Your goal:
Please output the section of the listing below that opens with the line containing "SAMPLE: (115,190)" and closes with the line containing "SAMPLE: (511,346)", exactly and with nothing else.

Data under study:
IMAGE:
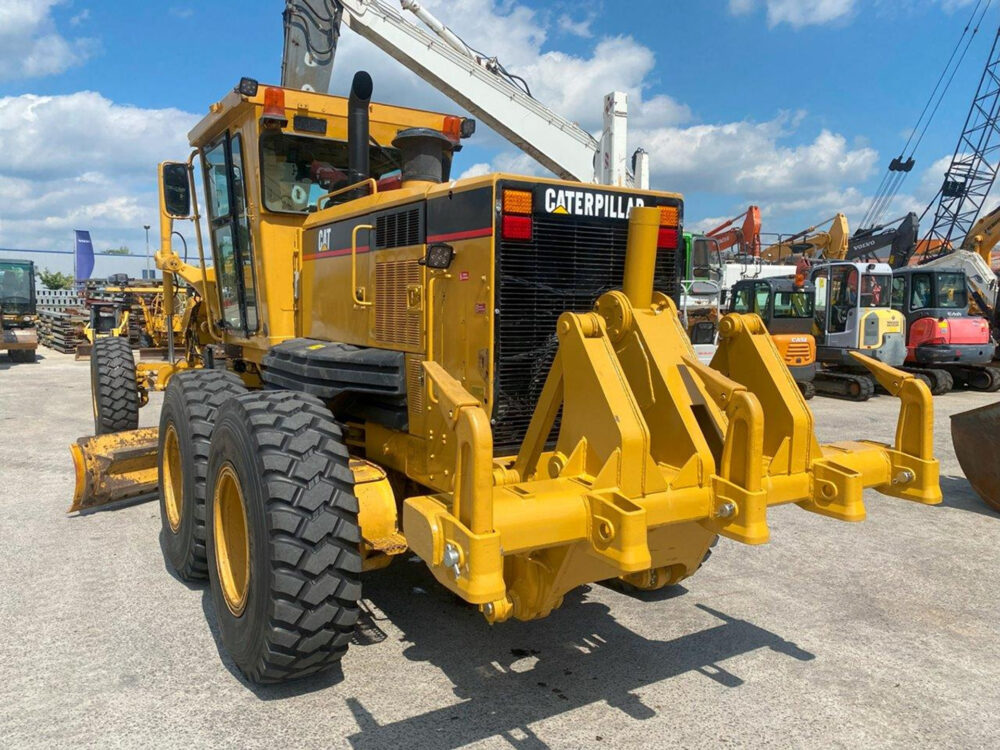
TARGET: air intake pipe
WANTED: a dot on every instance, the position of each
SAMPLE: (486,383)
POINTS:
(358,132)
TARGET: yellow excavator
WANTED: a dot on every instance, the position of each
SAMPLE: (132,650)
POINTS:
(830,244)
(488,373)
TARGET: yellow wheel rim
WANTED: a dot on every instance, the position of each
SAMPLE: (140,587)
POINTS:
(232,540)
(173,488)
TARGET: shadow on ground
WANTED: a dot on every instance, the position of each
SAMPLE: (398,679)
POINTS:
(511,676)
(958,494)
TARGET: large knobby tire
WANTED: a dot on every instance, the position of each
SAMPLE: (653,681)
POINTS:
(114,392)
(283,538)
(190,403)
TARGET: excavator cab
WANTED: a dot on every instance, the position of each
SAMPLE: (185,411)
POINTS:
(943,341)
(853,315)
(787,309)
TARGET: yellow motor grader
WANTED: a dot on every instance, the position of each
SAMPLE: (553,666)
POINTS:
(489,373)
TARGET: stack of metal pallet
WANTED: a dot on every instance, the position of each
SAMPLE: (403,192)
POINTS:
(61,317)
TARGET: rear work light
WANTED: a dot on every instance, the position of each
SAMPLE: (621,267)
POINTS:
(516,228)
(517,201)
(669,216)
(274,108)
---
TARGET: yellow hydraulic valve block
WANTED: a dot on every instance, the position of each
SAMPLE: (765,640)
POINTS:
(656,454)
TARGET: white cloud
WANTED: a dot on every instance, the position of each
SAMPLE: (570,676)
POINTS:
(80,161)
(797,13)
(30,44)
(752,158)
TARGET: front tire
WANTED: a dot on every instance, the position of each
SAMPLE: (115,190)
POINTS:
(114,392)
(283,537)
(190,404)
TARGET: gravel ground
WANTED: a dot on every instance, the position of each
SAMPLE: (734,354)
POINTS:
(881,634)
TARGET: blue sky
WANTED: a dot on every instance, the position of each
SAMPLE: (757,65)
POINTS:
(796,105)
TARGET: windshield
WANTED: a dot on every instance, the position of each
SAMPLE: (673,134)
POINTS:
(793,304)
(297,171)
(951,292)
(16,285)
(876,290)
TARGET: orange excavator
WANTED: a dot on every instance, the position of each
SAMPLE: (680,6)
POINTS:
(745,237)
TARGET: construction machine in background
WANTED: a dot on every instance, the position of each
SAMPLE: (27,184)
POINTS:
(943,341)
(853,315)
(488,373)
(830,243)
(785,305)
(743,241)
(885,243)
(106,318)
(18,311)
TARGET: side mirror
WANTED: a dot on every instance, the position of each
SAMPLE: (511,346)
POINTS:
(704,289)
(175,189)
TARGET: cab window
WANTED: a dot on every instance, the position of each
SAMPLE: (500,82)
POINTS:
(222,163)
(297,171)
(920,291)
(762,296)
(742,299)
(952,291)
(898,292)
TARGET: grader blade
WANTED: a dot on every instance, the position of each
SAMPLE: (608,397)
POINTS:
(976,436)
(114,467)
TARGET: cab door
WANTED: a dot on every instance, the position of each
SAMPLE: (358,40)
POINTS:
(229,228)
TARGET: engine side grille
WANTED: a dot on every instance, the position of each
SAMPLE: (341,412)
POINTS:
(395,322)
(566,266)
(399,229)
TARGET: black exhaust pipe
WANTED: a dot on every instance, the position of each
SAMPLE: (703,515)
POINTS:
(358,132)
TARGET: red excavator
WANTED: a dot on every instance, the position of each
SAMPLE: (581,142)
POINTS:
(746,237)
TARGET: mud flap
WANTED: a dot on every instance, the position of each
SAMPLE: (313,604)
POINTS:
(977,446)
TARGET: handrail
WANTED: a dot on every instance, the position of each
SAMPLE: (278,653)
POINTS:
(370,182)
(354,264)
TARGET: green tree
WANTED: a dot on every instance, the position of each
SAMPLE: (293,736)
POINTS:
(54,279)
==
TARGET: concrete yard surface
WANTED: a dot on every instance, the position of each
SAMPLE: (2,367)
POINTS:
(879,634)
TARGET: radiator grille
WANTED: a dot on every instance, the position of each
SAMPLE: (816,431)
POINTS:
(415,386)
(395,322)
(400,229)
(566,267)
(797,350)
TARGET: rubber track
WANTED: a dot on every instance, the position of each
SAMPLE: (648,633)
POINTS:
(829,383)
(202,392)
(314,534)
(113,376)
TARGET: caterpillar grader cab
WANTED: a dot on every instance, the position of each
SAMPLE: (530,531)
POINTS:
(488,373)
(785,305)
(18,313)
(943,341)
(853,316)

Task solution:
SAMPLE: (115,190)
POINTS:
(114,392)
(283,537)
(190,404)
TARGET: gravel ground
WANTED: a dot on every instance, the position of each
SAMPLE: (734,354)
POINTS:
(881,634)
TARGET: blue sky
WANTED: a dot on every instance, the position of each
SAMPLE: (757,65)
POINTS:
(796,105)
TARGET: windshield
WANTED: a dot on every instance, the position of each
SAMPLE: (673,134)
POINTS:
(793,304)
(297,171)
(951,292)
(16,285)
(876,290)
TARGET: orange excavator
WANTED: a dot on every instance, the position of each
SAMPLE: (680,6)
POINTS:
(745,237)
TARGET: construction machine in background
WANTED: a dot on every instance, the position of each
SAMPLE: (27,184)
POINTS:
(943,341)
(853,315)
(488,373)
(830,243)
(785,305)
(743,241)
(885,243)
(106,318)
(18,311)
TARGET: side mirror
WANTED: a dot on every instance, the position of each
SAMPLE: (511,346)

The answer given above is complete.